[Text block]:
────────────────
Post

Meister Muse: On Transformers, People, and True AGI

What Yann LeCun said, I've thought about for years... how does it relate to us?

Meister Muse: On Transformers, People, and True AGI

> kanomeister :enter

Transformers are not models capable of AGI on their own.

Yeah, I said it! But hear me out: I have a heavy background in deep networks, so I took a lot of time recently to pick them apart, study their math, build them from scratch, and really marinate on the architecture to understand what it’s really doing and what worldly functions or predictions it allows us engineers to make it learn.

Transformers can’t quite do it, but all we really need to do to make AGI is really laser-focus on what makes us, the all-mighty human, tick1. I would argue we have the building blocks to do it!

Let’s take a dive through humans and the current edge.

The Context

So, transformers can represent a lot of great “functions”, letting us do (arguably) great things like build responsive chatbots that have been trained on the entire corpus of the internet. I’m currently cooking a draft article on exactly what I learned, to deep-dive it… will update with a link soon.

Models based on this building block can do a great job mimicking more general processes like thinking by simulating those processes, but that’s like saying a scarecrow is a human because it looks like one – it just can’t be good enough because that’s the most it’ll do! No amount of compute we throw at that is going to make it magically work.

Or at least, it’s the most inefficient brute-force way of doing it, if it can somehow perfectly mimic what we do without actually doing it.

“But muh money, muh return on investment!” That’s not to say lots of compute won’t be helpful for crossing the next threshold, and I’m grateful for the attention being funneled this way, because AI as a whole as a ton of potential in many different fields (notwithstanding the societal and cultural issues we will have to overcome) – but we shouldn’t need a lot. We’re all about doing more with less, and so should this.

Consider how we work:

  • Humans are continuous learning agents driven by two fundamental goals: survive and reproduce.

In support of that:

  • Humans have a variety of sensory systems that provide real-time feedback about our environment.
────────────────
[Supplied material]:
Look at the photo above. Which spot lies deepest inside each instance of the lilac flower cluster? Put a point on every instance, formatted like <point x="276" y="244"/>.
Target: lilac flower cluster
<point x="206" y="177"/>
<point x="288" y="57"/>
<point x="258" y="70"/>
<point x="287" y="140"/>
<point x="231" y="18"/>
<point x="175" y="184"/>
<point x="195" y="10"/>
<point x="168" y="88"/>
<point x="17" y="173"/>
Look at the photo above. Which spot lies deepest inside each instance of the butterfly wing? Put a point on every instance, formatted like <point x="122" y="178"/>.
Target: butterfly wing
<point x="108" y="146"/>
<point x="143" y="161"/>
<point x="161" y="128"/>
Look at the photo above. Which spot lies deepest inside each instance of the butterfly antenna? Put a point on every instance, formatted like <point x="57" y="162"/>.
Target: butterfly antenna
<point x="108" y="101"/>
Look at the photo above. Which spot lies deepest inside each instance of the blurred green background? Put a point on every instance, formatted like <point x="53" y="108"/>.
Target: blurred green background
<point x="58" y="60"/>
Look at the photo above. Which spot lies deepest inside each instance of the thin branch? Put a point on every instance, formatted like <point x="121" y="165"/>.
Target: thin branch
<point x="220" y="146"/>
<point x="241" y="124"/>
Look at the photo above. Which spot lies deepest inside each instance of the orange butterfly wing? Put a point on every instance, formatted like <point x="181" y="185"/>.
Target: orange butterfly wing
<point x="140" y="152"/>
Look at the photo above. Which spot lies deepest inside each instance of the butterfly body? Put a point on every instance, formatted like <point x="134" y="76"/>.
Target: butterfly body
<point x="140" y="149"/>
────────────────
[Exercise requirements]:
a) Answer these about the post on transformers and AGI, one per line:
(i) What two fundamental goals does it say drive humans?
(ii) What object does it compare a transformer-based model to, to show that looking like a human isn't being one?
(iii) What is the author drafting about what they learned?
b) List every action the author of the transformers and AGI post says they took to understand transformers.
c) Please carry the post on transformers and AGI forward from its last sentence, adding the next part in the same voice.

[Set of answers]:
a)
(i) To survive and to reproduce.
(ii) A scarecrow.
(iii) An article that deep-dives into exactly what the author learned.

b)
- Picked them apart
- Studied their math
- Built them from scratch
- Marinated on the architecture

c)
  • Humans have a memory and context system for storing events and information (not necessarily perfectly, but good enough).
  • Humans have a “world model” – a system to dynamically update what we know about our environment with what we sense, by corroborating or invalidating the differences.
  • Humans have a biological backbone for saving and passing learned weights across “iterations” of ourselves (genetics), as we have limited lifespans and want to ensure our offspring are equipped for those fundamental goals (though it is quite limited and slow relative to what we’d like today).
  • Humans have a language system that wraps memory, world, and sensors into expressions we can communicate to other humans.

Humans also have this electrochemical system for spontaneous action and impulse, driven heavily by reinforcement learning directly targeting our fundamental goals, called emotion. I won’t focus on that here though, because it’s an emergent property of our evolution that we generally no longer have a heavy reliance on (other than for human-driven “self-evolution” through societal pressures – something many authors like to call “the human condition”).

Language is just one system, integrated with our memory, context, and world model or understanding… combined with our variety of perception models $=$ senses that provide us continuous streams of data to integrate in parallel, allow us to react to changes in our environment, and leverage our environment to meet our fundamental goals: survive, and reproduce. (repetition for emphasis)

Before that, we didn’t have the vibrant languages we have today for expressive and articulate thought! It definitely helped us along that path though, leasing us to today — and I’ll walk through why to paint the picture of what I see.

Biology’s Autograd

Everything we’ve done can be explained by the electrochemical systems we’ve forged over millions of years of evolution to do exactly that. We’re capable of adapting our memory and context model, improving our language model, our thought model, our slower-to-reinforce instinct model, and our sensory models, in response to the feedback we get from the environment and our actions.

Reinforcement works great with an environment, because you cannot learn about it without feedback. Evolution learned that, evident given our and many animals’ psychologies.

This is interesting in terms of our memory, and ability to quickly recall and integrate relevant information to the specific context we’re in. When we let go of something, we learn it accelerates downwards. If it’s attached to something, we learn it might behave differently.

But then we’ll ask, “but why?”. And it kicks off an adventure to go and figure that out, capture it somehow in a way we can explain it.

We’ve always wanted to “perfectly predict” these to accomplish some other task — say, estimating where something will go when we throw it — and as it happens, we can sometimes do that!

We’ve learned that we can capture information in a single “elegant” descriptor (a formula) that takes inputs (time, start point, velocity, angle) and gives us an output… that with some work (ahem, $\int v(t) dt$), we can transform into an end point. And thus, the expression of math was born!

\[\begin{equation} \begin{aligned} v_{0x} &= v_0\cos{\theta} \\ v_{0y} &= v_0\sin{\theta} - gt \end{aligned} \label{eq:projectile} \end{equation}\]

Eq \eqref{eq:projectile} : Basic pair of equations for throwing a rock at some angle and starting speed.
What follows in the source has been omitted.